* [Directions for this task]: For the data below, give the number of lines in which "distant" occurs. Include nothing besides that number.

Start of Record excerpts

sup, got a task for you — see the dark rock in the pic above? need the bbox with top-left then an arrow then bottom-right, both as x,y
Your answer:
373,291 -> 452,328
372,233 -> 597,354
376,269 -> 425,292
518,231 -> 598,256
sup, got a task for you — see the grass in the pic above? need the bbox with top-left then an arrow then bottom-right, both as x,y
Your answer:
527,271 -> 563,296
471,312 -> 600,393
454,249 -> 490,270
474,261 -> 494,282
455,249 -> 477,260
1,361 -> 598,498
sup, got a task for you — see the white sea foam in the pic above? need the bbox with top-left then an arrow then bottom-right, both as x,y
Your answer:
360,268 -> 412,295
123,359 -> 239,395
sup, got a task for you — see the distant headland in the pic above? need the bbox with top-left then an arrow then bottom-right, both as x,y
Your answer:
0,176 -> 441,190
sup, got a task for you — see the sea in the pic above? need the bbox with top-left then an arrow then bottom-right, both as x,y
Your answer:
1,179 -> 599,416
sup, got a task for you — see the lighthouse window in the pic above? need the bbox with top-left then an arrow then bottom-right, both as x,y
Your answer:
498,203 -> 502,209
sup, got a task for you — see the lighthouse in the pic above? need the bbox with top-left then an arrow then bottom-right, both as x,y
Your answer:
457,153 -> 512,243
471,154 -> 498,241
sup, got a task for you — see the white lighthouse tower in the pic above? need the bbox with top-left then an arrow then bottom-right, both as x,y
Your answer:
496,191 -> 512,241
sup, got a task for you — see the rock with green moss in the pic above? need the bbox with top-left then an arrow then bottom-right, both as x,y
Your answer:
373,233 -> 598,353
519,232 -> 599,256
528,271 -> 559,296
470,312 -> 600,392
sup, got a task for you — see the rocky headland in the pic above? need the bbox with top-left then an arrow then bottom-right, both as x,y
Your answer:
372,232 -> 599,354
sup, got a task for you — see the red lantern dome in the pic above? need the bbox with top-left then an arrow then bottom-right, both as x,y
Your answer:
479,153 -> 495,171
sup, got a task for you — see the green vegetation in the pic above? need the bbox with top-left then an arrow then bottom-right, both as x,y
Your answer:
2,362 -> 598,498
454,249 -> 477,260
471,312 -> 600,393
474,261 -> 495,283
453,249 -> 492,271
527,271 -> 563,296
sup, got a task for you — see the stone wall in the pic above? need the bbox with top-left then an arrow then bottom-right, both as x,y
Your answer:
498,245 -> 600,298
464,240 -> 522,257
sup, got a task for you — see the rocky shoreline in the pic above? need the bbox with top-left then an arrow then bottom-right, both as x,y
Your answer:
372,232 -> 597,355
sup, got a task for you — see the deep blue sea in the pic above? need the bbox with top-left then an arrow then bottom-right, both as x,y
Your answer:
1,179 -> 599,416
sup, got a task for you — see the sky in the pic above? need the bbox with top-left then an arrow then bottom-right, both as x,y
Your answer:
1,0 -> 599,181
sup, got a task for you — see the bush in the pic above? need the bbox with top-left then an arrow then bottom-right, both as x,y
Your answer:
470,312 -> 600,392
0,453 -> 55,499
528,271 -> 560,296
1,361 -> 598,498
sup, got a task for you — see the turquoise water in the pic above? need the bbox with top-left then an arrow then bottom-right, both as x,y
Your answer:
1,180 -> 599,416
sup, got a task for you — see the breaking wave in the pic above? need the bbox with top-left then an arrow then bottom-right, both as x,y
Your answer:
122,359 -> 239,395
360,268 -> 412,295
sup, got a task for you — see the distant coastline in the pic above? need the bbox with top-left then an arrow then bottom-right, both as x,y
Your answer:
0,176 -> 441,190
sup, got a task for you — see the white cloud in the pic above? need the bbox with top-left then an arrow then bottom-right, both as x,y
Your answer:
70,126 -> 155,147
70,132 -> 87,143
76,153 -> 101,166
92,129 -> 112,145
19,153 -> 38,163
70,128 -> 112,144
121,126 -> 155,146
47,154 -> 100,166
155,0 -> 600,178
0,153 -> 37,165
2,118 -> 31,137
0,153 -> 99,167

End of Record excerpts
Start of Record excerpts

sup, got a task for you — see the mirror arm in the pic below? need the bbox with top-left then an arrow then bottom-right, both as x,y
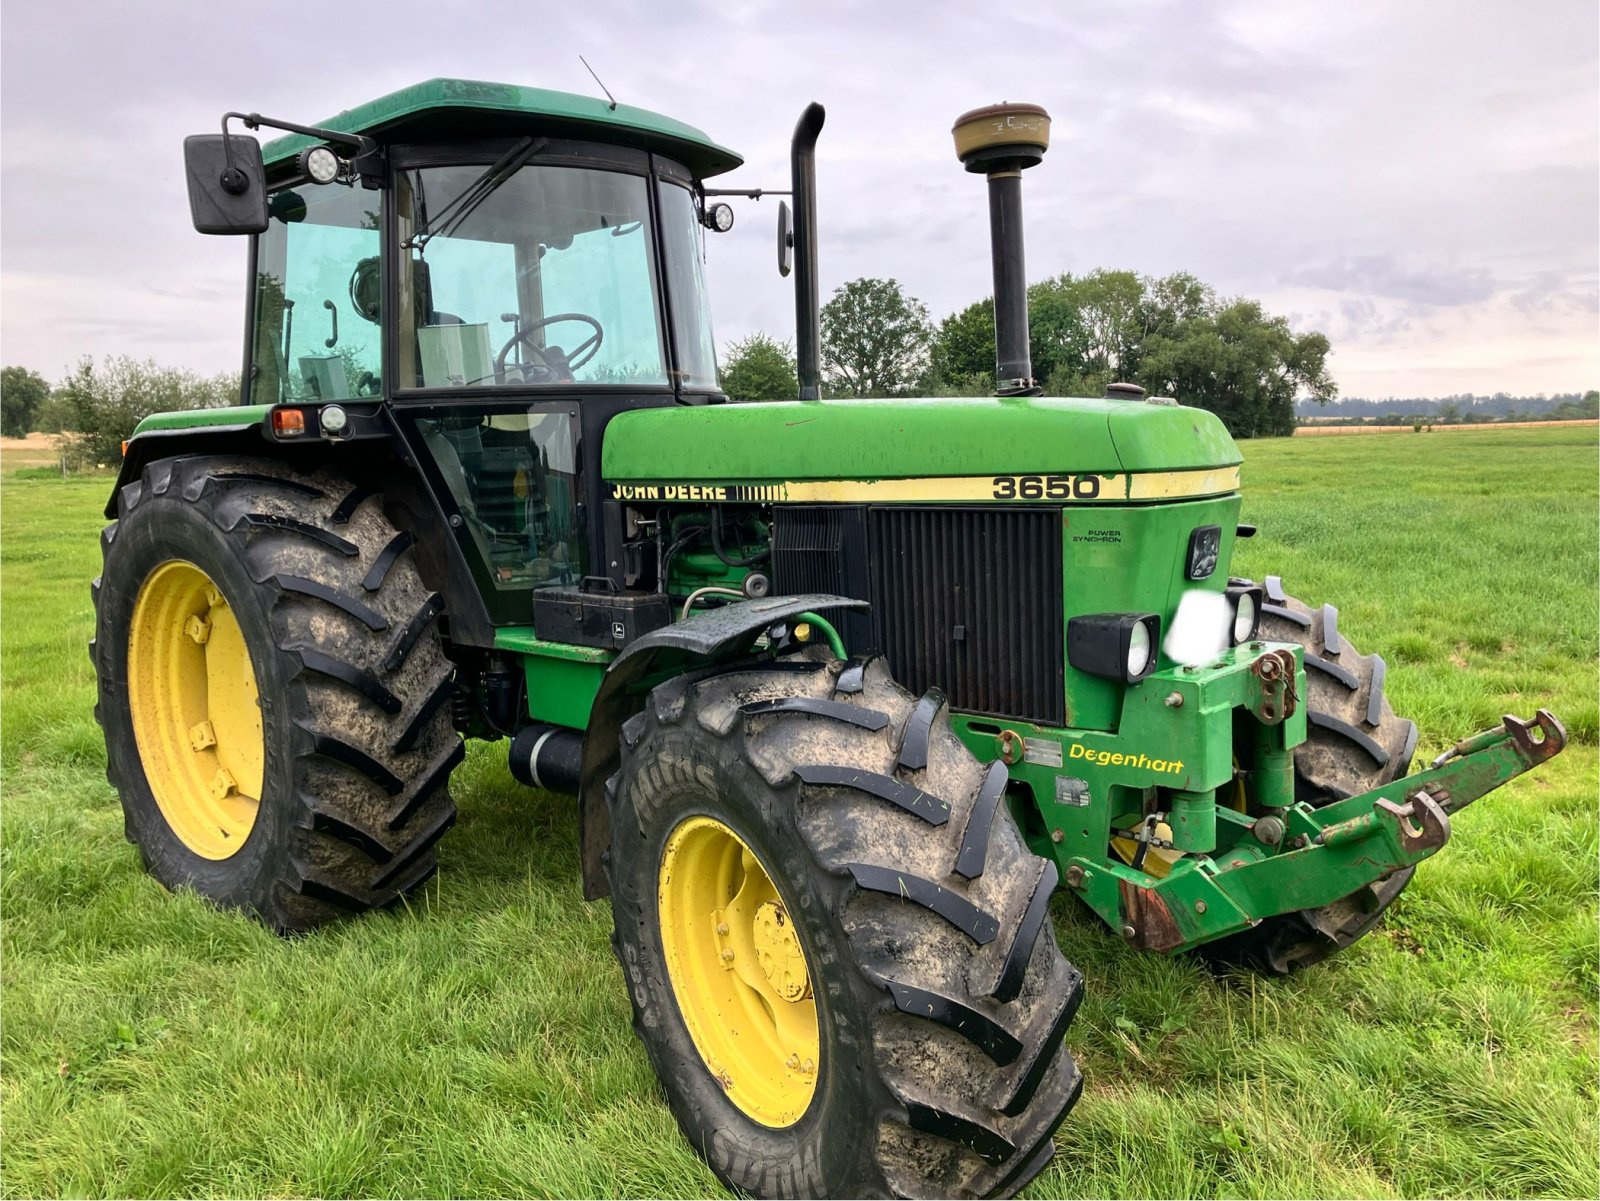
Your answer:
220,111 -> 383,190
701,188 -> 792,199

End of Record excerpts

* [Solution to this exercise]: 2